Page:
***

Live album by Sutton Foster
- Released: March 15, 2011
- Genre: Vocal
- Label: Ghostlight

Sutton Foster chronology
| Wish (2009) | An Evening with Sutton Foster (2011) |  |

= An Evening with Sutton Foster =

An Evening with Sutton Foster: Live at the Café Carlyle is the second solo album and the first live album of actress and singer Sutton Foster, released through Ghostlight Records on March 15, 2011, recorded during her "An Evening with Sutton Foster" tour (2010–11).

==Track listing==
1. "I'm Beginning to See the Light" by Duke Ellington, Don George, Johnny Hodges, and Harry James
2. Dialog #1- Introductions
3. "Not for the Life of Me" from Thoroughly Modern Millie/"NYC" from Annie/"Astonishing" from Little Women
4. Dialog #2- "Up on the Roof" Intro
5. "Up on the Roof" by Carole King and Gerry Goffin
6. "Air Conditioner" by Christine Lavin
7. "Warm All Over" from The Most Happy Fella
8. Dialog #3- Angel Cards
9. "Show Off" from The Drowsy Chaperone
10. "More to the Story" from Shrek (cut from the show)
11. "My Heart Was Set on You" by Jeff Blumenkrantz
12. "Down with Love" from Hooray for What!

***

Tasks and exercises:
1. List each stage show that the track listing on the Sutton Foster album page credits as the source of a song.
2. Please carry the Sutton Foster album page on from the point where it ends.

Dataset section:
***

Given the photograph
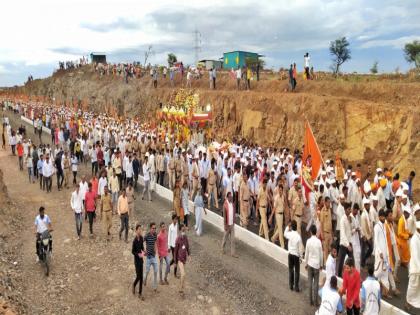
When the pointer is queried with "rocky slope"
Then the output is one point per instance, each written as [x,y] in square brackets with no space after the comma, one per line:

***

Answers to the tasks:
1.
Thoroughly Modern Millie
Annie
Little Women
The Most Happy Fella
The Drowsy Chaperone
Shrek
Hooray for What!

2.
13. "I Like the Sunrise" by Duke Ellington
14. Dialog #4- Ho Cup Surprise
15. "Defying Gravity" from Wicked
16. "The Late, Late Show" by Dave Cavanaugh and Roy Alfred
17. Dialog #5- Jeopardy
18. "Sunshine on My Shoulders" by John Denver
19. "Anyone Can Whistle" from Anyone Can Whistle/"Being Alive" from Company
20. Dialog #6- Thank Yous
21. "Come the Wild, Wild Weather" by Noël Coward
22. "Here, There and Everywhere" by John Lennon & Paul McCartney
23. Dialog #7- Encore
24. "And I Am Telling You I'm Not Going" from Dreamgirls

==Reception==

The album received generally positive reviews from consumers and critics alike, and has 4.8 out of 5 stars on Amazon. Stephen Holden said, "The radiance of Julia Roberts and the zany spunk of Holly Golightly: that only begins to describe the seductive charms of Sutton Foster in her irresistible cabaret show, An Evening With Sutton Foster."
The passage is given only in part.